» **Aim of the exercise**: Write the listing out again verbatim, leaving nothing out.

[Opening Given information section]

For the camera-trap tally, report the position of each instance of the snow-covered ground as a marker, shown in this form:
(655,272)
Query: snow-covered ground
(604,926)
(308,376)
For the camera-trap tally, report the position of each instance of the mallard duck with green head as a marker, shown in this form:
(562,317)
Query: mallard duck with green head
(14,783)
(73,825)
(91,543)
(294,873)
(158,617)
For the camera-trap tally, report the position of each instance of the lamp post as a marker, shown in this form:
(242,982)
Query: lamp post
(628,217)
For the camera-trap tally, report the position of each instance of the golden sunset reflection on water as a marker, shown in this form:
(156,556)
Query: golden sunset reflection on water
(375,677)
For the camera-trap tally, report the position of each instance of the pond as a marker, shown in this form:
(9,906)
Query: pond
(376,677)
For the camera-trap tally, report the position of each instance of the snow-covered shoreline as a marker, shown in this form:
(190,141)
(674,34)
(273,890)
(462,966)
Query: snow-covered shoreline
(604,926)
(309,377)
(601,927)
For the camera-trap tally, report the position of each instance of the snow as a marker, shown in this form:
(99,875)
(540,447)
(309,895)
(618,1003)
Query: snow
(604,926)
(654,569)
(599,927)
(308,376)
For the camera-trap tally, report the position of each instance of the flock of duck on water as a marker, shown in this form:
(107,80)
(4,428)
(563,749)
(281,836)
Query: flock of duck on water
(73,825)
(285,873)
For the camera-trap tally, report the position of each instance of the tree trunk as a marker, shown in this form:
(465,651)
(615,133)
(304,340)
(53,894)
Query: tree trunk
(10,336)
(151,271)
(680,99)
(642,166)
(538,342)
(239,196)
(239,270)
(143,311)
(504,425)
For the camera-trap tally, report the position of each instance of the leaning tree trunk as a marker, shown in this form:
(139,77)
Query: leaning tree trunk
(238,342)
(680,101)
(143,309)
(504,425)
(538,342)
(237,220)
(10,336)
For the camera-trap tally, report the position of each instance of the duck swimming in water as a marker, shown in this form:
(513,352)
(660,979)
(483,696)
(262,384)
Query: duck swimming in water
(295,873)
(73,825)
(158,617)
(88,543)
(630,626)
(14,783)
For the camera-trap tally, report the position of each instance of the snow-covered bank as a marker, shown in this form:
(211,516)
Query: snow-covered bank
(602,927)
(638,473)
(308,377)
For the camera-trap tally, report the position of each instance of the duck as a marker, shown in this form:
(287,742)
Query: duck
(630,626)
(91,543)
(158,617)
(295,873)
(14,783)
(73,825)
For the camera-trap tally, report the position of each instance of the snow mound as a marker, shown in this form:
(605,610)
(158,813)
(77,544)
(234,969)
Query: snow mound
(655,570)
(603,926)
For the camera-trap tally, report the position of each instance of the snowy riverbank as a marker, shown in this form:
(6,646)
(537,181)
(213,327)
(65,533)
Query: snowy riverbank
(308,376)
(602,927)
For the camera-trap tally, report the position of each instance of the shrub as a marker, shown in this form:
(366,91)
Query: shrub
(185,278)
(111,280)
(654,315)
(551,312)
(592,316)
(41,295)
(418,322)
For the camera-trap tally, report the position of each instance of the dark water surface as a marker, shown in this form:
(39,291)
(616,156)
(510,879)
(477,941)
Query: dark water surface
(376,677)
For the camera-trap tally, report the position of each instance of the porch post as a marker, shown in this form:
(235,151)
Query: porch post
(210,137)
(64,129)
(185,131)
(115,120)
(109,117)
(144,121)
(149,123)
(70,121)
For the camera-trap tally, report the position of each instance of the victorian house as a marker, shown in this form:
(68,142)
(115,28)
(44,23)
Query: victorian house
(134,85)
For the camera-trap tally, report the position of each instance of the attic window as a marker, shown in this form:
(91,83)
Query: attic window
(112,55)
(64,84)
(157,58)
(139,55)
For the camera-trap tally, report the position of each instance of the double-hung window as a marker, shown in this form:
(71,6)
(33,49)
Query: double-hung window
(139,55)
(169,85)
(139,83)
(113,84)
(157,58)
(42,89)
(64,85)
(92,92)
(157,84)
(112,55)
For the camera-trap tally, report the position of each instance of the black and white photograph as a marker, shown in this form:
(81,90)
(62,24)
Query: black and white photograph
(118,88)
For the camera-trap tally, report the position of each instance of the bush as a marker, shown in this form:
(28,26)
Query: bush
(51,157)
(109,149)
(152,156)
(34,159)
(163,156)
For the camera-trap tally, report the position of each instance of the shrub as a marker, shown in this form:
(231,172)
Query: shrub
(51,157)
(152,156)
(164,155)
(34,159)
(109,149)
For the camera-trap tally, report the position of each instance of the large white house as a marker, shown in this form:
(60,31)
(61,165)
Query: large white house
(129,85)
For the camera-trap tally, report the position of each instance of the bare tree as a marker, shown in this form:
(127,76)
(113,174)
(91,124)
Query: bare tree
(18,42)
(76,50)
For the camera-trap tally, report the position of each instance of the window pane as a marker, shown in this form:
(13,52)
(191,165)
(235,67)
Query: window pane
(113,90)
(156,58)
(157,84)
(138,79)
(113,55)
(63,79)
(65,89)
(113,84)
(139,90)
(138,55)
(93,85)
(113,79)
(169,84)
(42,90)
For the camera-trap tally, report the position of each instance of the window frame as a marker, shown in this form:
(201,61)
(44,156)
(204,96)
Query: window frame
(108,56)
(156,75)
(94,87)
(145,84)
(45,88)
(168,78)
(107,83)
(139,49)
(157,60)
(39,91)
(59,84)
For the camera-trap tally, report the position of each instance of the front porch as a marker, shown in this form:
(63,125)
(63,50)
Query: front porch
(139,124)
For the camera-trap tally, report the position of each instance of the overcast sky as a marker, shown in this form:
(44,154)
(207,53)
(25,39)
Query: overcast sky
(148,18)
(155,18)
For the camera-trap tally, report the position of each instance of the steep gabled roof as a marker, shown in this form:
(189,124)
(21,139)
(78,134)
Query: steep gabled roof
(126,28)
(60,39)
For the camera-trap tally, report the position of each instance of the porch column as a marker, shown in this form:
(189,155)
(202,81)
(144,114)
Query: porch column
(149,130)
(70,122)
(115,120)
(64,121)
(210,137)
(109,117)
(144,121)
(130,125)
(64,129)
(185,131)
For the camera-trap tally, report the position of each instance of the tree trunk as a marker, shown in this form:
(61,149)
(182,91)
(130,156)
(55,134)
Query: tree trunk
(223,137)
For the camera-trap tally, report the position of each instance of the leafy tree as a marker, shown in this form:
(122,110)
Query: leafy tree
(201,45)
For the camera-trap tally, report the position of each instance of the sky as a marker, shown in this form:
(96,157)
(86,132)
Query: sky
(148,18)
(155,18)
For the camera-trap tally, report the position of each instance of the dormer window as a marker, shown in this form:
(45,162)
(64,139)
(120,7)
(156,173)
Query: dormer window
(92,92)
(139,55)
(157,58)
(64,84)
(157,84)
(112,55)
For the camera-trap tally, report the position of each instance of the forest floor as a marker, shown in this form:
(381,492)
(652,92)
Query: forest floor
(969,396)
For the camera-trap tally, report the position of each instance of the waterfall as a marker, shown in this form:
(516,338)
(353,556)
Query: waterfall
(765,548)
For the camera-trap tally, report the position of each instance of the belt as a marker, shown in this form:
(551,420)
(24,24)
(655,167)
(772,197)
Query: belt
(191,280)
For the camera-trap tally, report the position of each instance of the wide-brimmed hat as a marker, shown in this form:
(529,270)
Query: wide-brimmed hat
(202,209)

[Closing Given information section]

» **Response to the task**:
For the camera-trap tally, report the position of each instance of the snow-covered ground as a marker, shown in this form:
(655,272)
Query: snow-covered ground
(604,926)
(308,376)
For the camera-trap tally, report the position of each instance of the mallard duck with green head as a marker, shown in this form:
(562,317)
Query: mallard duck with green head
(14,783)
(73,825)
(91,543)
(294,873)
(158,617)
For the camera-trap tally, report the position of each instance of the lamp post as a marker, shown in this form:
(242,982)
Query: lamp post
(628,217)
For the camera-trap tally, report the position of each instance of the golden sunset reflection on water as a marker, shown in this form:
(156,556)
Query: golden sunset reflection on water
(375,677)
For the camera-trap tally, report the position of each instance of the pond as a marker, shown in this form:
(9,906)
Query: pond
(376,677)
For the camera-trap tally, report the position of each instance of the snow-covered shoreline as a marker, shown in this form:
(190,141)
(674,34)
(273,890)
(462,966)
Query: snow-covered shoreline
(604,926)
(309,377)
(601,927)
For the camera-trap tally, report the position of each instance of the snow as a marker, shown in this form:
(99,875)
(540,447)
(309,895)
(618,1003)
Query: snow
(604,926)
(654,569)
(599,927)
(308,376)
For the camera-trap tally, report the position of each instance of the flock of duck on water as a marker, shown in this form:
(107,80)
(4,428)
(563,749)
(281,836)
Query: flock of duck on water
(73,825)
(285,873)
For the camera-trap tally, report the position of each instance of the tree trunk as a marker, shown in this form:
(465,651)
(615,133)
(304,340)
(53,894)
Query: tree trunk
(10,336)
(151,271)
(680,99)
(642,166)
(538,342)
(239,196)
(239,270)
(143,311)
(504,425)
For the camera-trap tally, report the position of each instance of the leaning tree trunk as a marker, shown in this form:
(139,77)
Query: leaning tree trunk
(238,342)
(680,101)
(143,309)
(504,425)
(538,342)
(237,220)
(10,336)
For the camera-trap tally, report the position of each instance of the duck swimming in water as a marker, shown in this form:
(513,352)
(660,979)
(483,696)
(262,384)
Query: duck swimming in water
(295,873)
(73,825)
(158,617)
(88,543)
(630,626)
(14,783)
For the camera-trap tally, report the position of each instance of the snow-covered bank as a marker, shown in this form:
(211,516)
Query: snow-covered bank
(602,927)
(638,473)
(308,377)
For the camera-trap tally, report the position of each instance of the duck as a marker, shown in this form:
(287,742)
Query: duck
(630,626)
(91,543)
(158,617)
(295,873)
(14,783)
(73,825)
For the camera-trap tally, report the position of each instance of the snow mound as a marker, shown in this form:
(605,610)
(158,813)
(77,544)
(234,969)
Query: snow mound
(655,570)
(603,926)
For the camera-trap tally, report the position of each instance of the snowy riverbank as a marker, shown in this form:
(6,646)
(537,181)
(213,327)
(65,533)
Query: snowy riverbank
(308,376)
(602,927)
For the camera-trap tally, report the position of each instance of the shrub as a marker, shown in this form:
(366,91)
Query: shrub
(185,278)
(111,280)
(654,315)
(551,312)
(592,316)
(41,295)
(418,322)
For the camera-trap tally, report the position of each instance of the dark water surface as a marker, shown in this form:
(39,291)
(616,156)
(510,879)
(477,941)
Query: dark water surface
(376,677)
For the camera-trap tally, report the position of each instance of the porch post as a marker, shown in this form:
(235,151)
Query: porch post
(210,137)
(64,129)
(185,131)
(115,120)
(109,117)
(144,121)
(149,123)
(70,121)
For the camera-trap tally, report the position of each instance of the victorian house as a marker, shown in this form:
(68,142)
(115,28)
(44,23)
Query: victorian house
(134,85)
For the camera-trap tally, report the position of each instance of the attic window as a marker, shown in this form:
(91,83)
Query: attic window
(112,55)
(64,84)
(157,58)
(139,55)
For the camera-trap tally, report the position of each instance of the double-hung window as a marker, shown in this form:
(71,6)
(33,49)
Query: double-hung window
(139,55)
(169,85)
(139,83)
(113,84)
(157,58)
(42,89)
(64,85)
(92,92)
(157,84)
(112,55)
For the camera-trap tally, report the position of each instance of the black and white photograph as a marker, shown in this form:
(81,90)
(62,24)
Query: black and white photograph
(118,88)
For the camera-trap tally, report the position of each instance of the bush as a marker, shown in this form:
(28,26)
Query: bush
(51,157)
(109,149)
(152,156)
(34,159)
(163,156)
For the camera-trap tally, report the position of each instance of the shrub as a marker, shown in this form:
(231,172)
Query: shrub
(51,157)
(152,156)
(164,155)
(34,159)
(109,149)
For the camera-trap tally, report the position of each instance of the large white house as a marker, shown in this form:
(60,31)
(61,165)
Query: large white house
(129,85)
For the camera-trap tally, report the position of each instance of the bare tree as a marker, shown in this form:
(127,76)
(113,174)
(91,124)
Query: bare tree
(18,42)
(76,50)
For the camera-trap tally, report the position of each instance of the window pane as a marker, shown in this form:
(13,52)
(191,165)
(235,67)
Query: window pane
(113,90)
(156,58)
(157,84)
(138,79)
(113,55)
(63,79)
(65,89)
(113,84)
(139,90)
(138,55)
(93,85)
(113,79)
(169,84)
(42,90)
For the camera-trap tally, report the position of each instance of the window frame as a marker, shown in this form:
(201,61)
(44,156)
(204,96)
Query: window frame
(108,56)
(156,75)
(94,87)
(145,84)
(45,88)
(168,78)
(107,83)
(139,49)
(157,60)
(39,91)
(59,84)
For the camera-trap tally, report the position of each instance of the front porch as a marker, shown in this form:
(63,125)
(63,50)
Query: front porch
(139,124)
For the camera-trap tally, report the position of each instance of the overcast sky as a marker, shown in this form:
(44,154)
(207,53)
(25,39)
Query: overcast sky
(148,18)
(155,18)
For the camera-trap tally, report the position of each instance of the steep gabled roof as a marker, shown in this form:
(189,124)
(21,139)
(78,134)
Query: steep gabled roof
(126,28)
(60,39)
For the camera-trap tally, report the position of each instance of the porch column as a marker, shown in this form:
(189,155)
(202,81)
(144,114)
Query: porch column
(149,130)
(70,122)
(115,120)
(64,121)
(210,137)
(109,117)
(144,121)
(130,125)
(64,129)
(185,131)
For the camera-trap tally, report the position of each instance of the tree trunk as a marker, shown in this form:
(61,149)
(182,91)
(130,156)
(55,134)
Query: tree trunk
(223,137)
For the camera-trap tally, report the position of each instance of the leafy tree as a marker, shown in this form:
(122,110)
Query: leafy tree
(201,45)
For the camera-trap tally, report the position of each instance of the sky as a marker, shown in this form:
(96,157)
(86,132)
Query: sky
(148,18)
(155,18)
For the camera-trap tally, report the position of each instance of the dormer window as a marker, shown in this form:
(45,162)
(64,139)
(120,7)
(156,173)
Query: dormer window
(92,92)
(139,55)
(157,58)
(64,84)
(157,84)
(112,55)
For the camera-trap tally, report the position of each instance of the forest floor as a marker, shown in this form:
(381,492)
(652,92)
Query: forest floor
(969,396)
For the camera-trap tally, report the position of each instance of the waterfall as a marker, shown in this form:
(516,338)
(353,556)
Query: waterfall
(765,548)
For the camera-trap tally, report the position of each instance of the belt as a marker, shown in this form:
(551,420)
(24,24)
(655,167)
(772,197)
Query: belt
(191,280)
For the camera-trap tally, report the position of each instance of the wide-brimmed hat as a marker, shown in this form:
(529,270)
Query: wide-brimmed hat
(202,209)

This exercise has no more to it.